SHORT PROBLEM |
Count the lines below that contain the word "white" and reply with that number only.

╔══

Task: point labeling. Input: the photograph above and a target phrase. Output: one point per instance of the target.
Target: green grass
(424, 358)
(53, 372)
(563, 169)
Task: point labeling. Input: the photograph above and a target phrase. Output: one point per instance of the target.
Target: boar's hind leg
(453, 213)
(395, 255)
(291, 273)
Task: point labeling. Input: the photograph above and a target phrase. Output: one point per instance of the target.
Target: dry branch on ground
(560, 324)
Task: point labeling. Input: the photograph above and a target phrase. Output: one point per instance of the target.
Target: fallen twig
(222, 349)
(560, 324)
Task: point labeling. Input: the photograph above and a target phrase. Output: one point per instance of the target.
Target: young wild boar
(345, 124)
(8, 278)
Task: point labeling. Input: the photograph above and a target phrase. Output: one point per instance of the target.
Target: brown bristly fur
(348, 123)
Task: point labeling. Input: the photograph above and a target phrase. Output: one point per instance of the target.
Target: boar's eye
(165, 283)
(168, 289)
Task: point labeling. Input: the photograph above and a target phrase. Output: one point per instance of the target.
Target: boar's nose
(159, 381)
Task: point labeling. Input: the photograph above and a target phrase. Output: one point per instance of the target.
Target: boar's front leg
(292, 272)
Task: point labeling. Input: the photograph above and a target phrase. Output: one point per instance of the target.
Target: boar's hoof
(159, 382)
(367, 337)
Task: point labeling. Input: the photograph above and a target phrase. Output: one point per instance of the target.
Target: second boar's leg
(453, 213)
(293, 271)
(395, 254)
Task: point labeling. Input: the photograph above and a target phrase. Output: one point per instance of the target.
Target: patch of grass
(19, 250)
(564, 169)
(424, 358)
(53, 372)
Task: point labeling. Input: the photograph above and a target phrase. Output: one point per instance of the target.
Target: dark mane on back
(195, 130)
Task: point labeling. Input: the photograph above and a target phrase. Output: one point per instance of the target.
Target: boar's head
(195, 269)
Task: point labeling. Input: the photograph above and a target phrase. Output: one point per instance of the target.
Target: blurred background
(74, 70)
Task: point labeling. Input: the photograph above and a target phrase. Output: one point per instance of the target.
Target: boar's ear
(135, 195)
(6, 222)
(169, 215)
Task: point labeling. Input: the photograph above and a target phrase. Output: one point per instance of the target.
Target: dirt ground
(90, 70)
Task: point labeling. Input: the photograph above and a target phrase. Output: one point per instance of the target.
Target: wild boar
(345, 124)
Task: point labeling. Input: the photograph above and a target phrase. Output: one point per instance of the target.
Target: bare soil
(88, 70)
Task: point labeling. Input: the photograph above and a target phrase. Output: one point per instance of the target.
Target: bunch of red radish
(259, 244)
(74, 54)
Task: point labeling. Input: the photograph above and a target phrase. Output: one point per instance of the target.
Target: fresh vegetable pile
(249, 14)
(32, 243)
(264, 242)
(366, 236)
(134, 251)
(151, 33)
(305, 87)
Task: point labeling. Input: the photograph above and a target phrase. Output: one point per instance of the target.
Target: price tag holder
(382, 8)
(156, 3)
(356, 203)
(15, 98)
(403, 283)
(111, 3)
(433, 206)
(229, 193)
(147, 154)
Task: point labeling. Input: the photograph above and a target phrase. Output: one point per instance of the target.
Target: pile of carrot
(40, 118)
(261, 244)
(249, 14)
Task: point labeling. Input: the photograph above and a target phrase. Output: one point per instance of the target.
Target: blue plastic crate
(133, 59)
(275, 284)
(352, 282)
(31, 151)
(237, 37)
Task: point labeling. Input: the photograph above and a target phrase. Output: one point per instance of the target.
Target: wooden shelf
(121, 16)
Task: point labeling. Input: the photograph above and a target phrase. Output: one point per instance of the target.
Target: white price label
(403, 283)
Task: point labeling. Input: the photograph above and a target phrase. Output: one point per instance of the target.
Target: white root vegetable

╚══
╔══

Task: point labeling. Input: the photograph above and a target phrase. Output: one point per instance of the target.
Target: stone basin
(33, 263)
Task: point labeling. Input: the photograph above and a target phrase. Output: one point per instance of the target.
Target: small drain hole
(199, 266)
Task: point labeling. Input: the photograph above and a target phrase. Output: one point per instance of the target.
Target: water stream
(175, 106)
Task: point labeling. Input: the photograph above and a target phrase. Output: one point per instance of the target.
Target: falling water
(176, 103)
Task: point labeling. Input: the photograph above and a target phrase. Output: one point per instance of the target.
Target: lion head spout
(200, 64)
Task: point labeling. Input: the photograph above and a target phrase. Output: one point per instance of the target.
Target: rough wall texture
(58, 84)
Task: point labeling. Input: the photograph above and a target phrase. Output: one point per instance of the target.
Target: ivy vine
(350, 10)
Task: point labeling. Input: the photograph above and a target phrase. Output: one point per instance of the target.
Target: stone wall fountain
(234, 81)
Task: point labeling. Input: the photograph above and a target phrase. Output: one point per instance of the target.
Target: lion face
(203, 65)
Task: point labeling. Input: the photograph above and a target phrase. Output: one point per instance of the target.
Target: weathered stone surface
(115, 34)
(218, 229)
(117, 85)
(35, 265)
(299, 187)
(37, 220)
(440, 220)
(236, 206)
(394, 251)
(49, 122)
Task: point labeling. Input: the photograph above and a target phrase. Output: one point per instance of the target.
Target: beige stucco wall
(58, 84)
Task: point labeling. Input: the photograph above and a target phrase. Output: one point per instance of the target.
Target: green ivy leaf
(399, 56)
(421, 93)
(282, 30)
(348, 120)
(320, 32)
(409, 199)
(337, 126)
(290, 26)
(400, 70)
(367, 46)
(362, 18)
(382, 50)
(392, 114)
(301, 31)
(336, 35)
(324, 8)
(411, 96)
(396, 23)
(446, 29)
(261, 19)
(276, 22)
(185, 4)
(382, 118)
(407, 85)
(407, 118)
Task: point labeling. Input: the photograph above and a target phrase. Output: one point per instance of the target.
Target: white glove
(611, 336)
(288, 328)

╚══

RESPONSE |
3